**Brief 1:**
Update the labeling rows between the line containing "Target: frigatebird" and the line containing "column 455, row 142", inclusive, so that "windshield" becomes "windscreen" with all else left unchanged. Return only those lines.
## START Excerpt to read
A complete guide for the Scottish diaspora — history, events, and what to expect
| What | Annual Scottish heritage festivals featuring athletic events, music, dancing, and clan gatherings |
| When | Year-round, with peak season June–September |
| Who attends | Scottish diaspora, heritage enthusiasts, genealogy researchers, families |
| Signature event | Caber toss — throwing a 175 lb pine log end-over-end |
| US events | 200+ Highland Games held annually across North America |
| Scottish events | Braemar Gathering (Aberdeenshire) — the original, attended by the Royal Family since 1848 |
Somewhere in the United States this summer, someone of Scottish descent will watch a 175-pound pine log arc end-over-end through the air and land with a sound like a minor earthquake, and they will feel, possibly for the first time, that they understand something about where they come from.
That's the caber toss. That's the Highland Games.
## END Excerpt to read
## START Recorded information
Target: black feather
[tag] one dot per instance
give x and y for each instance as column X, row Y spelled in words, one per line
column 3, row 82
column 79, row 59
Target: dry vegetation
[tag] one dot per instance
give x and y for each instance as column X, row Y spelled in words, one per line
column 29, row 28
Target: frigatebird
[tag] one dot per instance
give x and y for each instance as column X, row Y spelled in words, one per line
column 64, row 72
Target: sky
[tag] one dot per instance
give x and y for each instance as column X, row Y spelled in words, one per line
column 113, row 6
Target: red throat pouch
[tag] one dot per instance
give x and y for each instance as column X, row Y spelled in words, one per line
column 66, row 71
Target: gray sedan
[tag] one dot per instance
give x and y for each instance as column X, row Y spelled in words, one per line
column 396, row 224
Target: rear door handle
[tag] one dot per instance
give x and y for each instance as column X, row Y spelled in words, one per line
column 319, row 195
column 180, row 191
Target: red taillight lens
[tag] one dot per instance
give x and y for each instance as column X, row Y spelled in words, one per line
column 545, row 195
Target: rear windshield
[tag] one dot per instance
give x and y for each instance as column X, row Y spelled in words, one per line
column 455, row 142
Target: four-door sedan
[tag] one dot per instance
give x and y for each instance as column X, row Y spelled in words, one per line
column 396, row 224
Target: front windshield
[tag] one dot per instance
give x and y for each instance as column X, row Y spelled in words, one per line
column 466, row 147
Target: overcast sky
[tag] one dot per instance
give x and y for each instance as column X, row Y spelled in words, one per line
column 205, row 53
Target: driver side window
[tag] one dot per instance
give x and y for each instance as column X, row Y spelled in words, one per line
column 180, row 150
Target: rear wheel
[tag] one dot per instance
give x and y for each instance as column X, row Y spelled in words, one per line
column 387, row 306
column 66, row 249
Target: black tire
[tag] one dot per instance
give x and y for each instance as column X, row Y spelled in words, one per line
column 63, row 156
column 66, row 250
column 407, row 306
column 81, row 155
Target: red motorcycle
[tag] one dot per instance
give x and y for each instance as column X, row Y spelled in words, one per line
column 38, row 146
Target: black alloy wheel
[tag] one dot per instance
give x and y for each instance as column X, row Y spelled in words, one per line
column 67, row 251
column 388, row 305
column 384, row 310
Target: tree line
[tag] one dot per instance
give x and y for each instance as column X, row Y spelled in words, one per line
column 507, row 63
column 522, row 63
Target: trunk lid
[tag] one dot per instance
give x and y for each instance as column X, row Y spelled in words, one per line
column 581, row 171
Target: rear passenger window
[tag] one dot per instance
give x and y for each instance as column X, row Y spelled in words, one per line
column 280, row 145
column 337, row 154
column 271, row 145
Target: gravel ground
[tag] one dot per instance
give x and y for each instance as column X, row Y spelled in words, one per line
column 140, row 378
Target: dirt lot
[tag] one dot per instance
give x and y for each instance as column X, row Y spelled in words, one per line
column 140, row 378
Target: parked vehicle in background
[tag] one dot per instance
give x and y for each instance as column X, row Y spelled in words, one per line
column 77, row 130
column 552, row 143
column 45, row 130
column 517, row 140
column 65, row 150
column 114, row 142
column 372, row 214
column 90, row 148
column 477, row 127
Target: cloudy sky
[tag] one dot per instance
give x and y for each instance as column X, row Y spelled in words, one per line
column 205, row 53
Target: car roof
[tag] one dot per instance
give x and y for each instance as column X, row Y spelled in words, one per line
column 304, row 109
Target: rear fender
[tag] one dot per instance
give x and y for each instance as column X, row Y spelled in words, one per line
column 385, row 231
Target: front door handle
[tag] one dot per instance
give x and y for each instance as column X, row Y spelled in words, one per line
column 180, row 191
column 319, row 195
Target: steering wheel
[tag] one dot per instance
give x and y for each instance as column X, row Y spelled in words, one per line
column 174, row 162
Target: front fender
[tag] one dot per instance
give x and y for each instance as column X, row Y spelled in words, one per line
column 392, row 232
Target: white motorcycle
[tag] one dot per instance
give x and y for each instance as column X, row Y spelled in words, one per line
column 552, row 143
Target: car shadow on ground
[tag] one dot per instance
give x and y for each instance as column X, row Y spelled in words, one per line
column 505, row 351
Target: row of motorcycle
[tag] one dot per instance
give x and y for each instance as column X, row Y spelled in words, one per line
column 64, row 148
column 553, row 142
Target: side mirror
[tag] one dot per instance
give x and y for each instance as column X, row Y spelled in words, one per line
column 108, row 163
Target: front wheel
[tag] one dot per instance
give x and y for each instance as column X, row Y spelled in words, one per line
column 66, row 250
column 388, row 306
## END Recorded information
**Brief 2:**
Write out the Highland Games guide between "A complete guide" and "they come from.", inclusive, with no changes.

**Task answer 1:**
Target: frigatebird
[tag] one dot per instance
give x and y for each instance as column X, row Y spelled in words, one per line
column 64, row 72
Target: sky
[tag] one dot per instance
give x and y for each instance as column X, row Y spelled in words, one per line
column 113, row 6
Target: red throat pouch
[tag] one dot per instance
give x and y for each instance as column X, row Y spelled in words, one per line
column 66, row 71
Target: gray sedan
[tag] one dot per instance
give x and y for each instance as column X, row Y spelled in words, one per line
column 396, row 224
Target: rear door handle
[tag] one dot per instance
give x and y for each instance as column X, row Y spelled in words, one per line
column 319, row 195
column 180, row 191
Target: red taillight lens
[tag] one dot per instance
give x and y for each instance as column X, row Y spelled in words, one per line
column 545, row 195
Target: rear windscreen
[tag] one dot per instance
give x and y for each instance as column X, row Y spelled in words, one per line
column 455, row 142

**Task answer 2:**
A complete guide for the Scottish diaspora — history, events, and what to expect
| What | Annual Scottish heritage festivals featuring athletic events, music, dancing, and clan gatherings |
| When | Year-round, with peak season June–September |
| Who attends | Scottish diaspora, heritage enthusiasts, genealogy researchers, families |
| Signature event | Caber toss — throwing a 175 lb pine log end-over-end |
| US events | 200+ Highland Games held annually across North America |
| Scottish events | Braemar Gathering (Aberdeenshire) — the original, attended by the Royal Family since 1848 |
Somewhere in the United States this summer, someone of Scottish descent will watch a 175-pound pine log arc end-over-end through the air and land with a sound like a minor earthquake, and they will feel, possibly for the first time, that they understand something about where they come from.